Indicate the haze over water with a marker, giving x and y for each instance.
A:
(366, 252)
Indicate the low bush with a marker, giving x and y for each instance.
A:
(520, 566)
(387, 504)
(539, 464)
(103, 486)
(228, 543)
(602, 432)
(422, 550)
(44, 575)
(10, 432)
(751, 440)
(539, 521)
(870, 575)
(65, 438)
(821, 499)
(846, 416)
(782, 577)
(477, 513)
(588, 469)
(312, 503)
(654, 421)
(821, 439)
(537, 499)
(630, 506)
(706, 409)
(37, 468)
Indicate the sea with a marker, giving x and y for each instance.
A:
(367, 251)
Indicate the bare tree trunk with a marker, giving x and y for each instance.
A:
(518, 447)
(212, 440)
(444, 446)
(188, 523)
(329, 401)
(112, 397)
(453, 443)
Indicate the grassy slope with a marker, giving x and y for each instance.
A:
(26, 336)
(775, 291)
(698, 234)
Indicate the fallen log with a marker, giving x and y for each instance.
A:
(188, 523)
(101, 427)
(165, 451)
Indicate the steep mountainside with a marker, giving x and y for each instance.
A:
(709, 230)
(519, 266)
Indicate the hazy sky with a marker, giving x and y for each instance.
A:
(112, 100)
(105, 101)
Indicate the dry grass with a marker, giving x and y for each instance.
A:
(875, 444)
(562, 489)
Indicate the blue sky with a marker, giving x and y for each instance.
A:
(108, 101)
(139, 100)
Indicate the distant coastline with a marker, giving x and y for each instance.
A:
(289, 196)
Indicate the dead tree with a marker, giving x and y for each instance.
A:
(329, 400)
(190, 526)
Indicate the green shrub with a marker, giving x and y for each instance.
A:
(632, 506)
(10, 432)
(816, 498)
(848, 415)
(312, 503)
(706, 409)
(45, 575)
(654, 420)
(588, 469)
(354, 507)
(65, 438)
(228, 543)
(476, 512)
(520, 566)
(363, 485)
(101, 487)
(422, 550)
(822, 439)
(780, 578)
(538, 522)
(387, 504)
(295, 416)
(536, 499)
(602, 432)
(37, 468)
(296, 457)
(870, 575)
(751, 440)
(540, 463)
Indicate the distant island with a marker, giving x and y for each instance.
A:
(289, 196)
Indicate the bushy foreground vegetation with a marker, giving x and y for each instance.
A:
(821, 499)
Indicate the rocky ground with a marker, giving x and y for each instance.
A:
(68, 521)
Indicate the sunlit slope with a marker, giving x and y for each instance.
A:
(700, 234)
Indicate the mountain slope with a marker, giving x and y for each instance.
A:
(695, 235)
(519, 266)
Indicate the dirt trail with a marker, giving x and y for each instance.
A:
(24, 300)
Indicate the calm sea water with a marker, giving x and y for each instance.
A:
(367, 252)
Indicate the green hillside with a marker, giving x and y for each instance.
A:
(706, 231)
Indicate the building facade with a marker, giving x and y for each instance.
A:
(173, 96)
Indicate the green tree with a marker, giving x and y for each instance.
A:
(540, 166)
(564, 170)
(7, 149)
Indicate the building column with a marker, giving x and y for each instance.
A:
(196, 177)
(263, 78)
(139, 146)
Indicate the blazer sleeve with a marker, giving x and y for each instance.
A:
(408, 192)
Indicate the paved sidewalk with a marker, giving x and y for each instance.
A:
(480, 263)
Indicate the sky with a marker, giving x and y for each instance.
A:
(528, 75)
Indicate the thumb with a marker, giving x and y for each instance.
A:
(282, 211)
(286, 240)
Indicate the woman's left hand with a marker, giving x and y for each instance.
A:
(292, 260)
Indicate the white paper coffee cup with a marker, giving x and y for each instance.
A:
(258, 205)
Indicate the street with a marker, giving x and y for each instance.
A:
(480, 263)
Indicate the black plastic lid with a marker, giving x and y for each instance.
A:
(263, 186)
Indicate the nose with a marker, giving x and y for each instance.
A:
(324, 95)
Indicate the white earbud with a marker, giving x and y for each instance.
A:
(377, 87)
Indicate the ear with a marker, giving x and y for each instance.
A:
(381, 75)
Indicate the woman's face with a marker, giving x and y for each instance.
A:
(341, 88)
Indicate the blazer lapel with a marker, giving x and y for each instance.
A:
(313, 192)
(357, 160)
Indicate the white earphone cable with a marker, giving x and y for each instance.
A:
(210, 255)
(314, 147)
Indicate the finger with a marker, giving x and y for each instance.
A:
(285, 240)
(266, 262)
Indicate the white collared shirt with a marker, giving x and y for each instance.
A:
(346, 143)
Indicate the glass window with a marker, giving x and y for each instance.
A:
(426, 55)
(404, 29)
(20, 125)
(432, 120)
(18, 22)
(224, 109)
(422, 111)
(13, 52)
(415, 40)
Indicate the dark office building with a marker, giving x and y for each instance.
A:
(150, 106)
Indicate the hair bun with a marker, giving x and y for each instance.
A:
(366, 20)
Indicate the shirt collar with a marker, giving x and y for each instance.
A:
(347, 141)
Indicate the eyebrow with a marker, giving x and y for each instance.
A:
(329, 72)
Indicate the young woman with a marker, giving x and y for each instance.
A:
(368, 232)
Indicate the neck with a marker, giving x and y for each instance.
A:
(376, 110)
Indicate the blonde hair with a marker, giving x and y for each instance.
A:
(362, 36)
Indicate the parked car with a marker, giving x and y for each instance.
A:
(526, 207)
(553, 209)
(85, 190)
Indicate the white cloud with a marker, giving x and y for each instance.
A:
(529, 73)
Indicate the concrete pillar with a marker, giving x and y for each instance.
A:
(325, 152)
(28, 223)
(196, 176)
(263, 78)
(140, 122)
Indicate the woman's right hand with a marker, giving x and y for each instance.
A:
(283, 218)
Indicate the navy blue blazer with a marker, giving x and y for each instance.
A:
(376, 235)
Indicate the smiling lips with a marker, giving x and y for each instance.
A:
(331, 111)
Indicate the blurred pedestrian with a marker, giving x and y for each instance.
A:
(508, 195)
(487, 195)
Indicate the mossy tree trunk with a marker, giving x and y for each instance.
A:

---------------

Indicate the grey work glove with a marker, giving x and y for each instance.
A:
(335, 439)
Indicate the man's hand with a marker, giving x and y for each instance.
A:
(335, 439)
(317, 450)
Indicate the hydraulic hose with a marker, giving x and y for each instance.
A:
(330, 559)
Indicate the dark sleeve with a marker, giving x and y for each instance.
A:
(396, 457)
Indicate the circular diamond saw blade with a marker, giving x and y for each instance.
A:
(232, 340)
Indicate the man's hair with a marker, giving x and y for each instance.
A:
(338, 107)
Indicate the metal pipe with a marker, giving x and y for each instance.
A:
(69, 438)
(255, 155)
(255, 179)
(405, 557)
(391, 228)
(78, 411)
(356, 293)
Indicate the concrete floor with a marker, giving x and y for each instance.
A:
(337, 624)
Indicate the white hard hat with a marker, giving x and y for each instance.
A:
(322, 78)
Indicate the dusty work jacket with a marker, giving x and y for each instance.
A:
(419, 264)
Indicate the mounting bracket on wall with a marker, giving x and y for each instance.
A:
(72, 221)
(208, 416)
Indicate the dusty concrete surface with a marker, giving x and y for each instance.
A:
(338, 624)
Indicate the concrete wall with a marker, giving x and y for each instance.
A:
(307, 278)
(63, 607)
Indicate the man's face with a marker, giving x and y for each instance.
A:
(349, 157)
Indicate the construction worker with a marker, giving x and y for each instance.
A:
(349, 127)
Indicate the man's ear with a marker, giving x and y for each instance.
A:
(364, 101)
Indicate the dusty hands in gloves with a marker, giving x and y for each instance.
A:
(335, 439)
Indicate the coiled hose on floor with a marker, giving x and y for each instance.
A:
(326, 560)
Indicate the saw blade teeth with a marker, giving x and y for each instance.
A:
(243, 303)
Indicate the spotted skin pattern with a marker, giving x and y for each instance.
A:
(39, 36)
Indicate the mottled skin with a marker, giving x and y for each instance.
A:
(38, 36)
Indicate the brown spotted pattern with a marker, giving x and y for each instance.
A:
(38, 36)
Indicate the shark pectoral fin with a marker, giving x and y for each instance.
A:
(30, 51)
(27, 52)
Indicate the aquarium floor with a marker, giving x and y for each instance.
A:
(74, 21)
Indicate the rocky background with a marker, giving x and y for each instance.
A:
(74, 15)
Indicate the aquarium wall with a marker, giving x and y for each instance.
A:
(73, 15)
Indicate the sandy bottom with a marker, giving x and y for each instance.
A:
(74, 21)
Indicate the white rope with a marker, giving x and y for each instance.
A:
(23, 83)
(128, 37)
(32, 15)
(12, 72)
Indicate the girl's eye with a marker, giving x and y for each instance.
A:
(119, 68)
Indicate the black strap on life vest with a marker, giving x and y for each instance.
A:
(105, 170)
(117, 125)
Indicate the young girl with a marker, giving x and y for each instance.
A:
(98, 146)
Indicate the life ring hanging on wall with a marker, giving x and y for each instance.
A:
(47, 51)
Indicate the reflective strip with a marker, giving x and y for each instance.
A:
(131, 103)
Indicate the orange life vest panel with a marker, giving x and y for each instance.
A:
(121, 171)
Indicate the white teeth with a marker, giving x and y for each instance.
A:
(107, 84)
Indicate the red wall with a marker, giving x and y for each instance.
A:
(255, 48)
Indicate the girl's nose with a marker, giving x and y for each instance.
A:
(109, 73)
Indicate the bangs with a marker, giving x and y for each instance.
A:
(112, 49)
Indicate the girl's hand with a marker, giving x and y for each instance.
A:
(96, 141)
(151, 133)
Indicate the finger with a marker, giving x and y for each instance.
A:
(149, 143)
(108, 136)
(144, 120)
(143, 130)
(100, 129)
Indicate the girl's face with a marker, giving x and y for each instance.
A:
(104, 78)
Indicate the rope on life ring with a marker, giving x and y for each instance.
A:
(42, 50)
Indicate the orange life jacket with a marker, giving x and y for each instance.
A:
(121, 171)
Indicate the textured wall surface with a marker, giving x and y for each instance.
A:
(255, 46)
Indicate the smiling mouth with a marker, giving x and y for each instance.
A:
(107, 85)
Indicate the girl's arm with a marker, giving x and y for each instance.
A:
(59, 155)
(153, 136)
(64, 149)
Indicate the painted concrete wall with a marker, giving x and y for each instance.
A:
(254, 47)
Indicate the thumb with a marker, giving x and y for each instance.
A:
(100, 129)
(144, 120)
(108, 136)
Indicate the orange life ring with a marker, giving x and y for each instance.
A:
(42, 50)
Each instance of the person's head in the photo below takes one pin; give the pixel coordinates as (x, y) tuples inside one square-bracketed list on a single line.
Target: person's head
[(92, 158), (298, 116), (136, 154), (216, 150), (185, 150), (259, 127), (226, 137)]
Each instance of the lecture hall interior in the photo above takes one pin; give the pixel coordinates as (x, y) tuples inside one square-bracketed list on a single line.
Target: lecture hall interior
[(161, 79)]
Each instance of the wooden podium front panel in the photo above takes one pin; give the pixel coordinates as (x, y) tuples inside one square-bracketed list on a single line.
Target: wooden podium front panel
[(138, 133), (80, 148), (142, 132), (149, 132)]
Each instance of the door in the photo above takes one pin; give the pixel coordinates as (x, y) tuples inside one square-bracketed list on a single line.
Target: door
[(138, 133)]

---------------

ASSIGNED TASK -
Where the listing above reaches the line that contains "Indicate the haze", start retyping, and finish with the line that contains "Indicate the green shrub"; reproduce those lines exactly and no others.

SOLUTION FOR THIS EXERCISE -
Indicate the haze over water with a marker, giving x and y for each instance.
A:
(366, 252)
Indicate the low bush with a marker, giving x and y for each instance.
A:
(520, 566)
(387, 504)
(539, 464)
(103, 486)
(228, 543)
(602, 432)
(422, 550)
(44, 575)
(10, 432)
(751, 440)
(539, 521)
(870, 575)
(65, 438)
(821, 499)
(846, 416)
(782, 577)
(477, 513)
(588, 469)
(312, 503)
(654, 421)
(821, 439)
(537, 499)
(630, 506)
(706, 409)
(37, 468)
Indicate the sea with a marker, giving x and y for each instance.
A:
(367, 251)
Indicate the bare tree trunk with a marker, giving x and y for each instance.
A:
(518, 447)
(212, 440)
(444, 446)
(188, 523)
(329, 401)
(112, 397)
(453, 443)
Indicate the grassy slope with a marker, giving x and y for each instance.
A:
(26, 336)
(775, 291)
(698, 234)
Indicate the fallen log with a marker, giving x and y for each instance.
A:
(188, 523)
(101, 427)
(165, 451)
Indicate the steep mountainside with a marker, giving x and y for each instance.
A:
(709, 230)
(519, 266)
Indicate the hazy sky with a marker, giving x and y for each instance.
A:
(112, 100)
(105, 101)
Indicate the dry grass with a marker, giving x and y for each instance.
A:
(875, 444)
(562, 489)
Indicate the blue sky with a marker, giving x and y for each instance.
A:
(108, 101)
(139, 100)
Indicate the distant coastline with a marker, giving x and y for each instance.
A:
(289, 196)
Indicate the dead tree with a marker, giving x and y for each instance.
A:
(329, 400)
(190, 526)
Indicate the green shrub with a marker, giving x and y for each instance.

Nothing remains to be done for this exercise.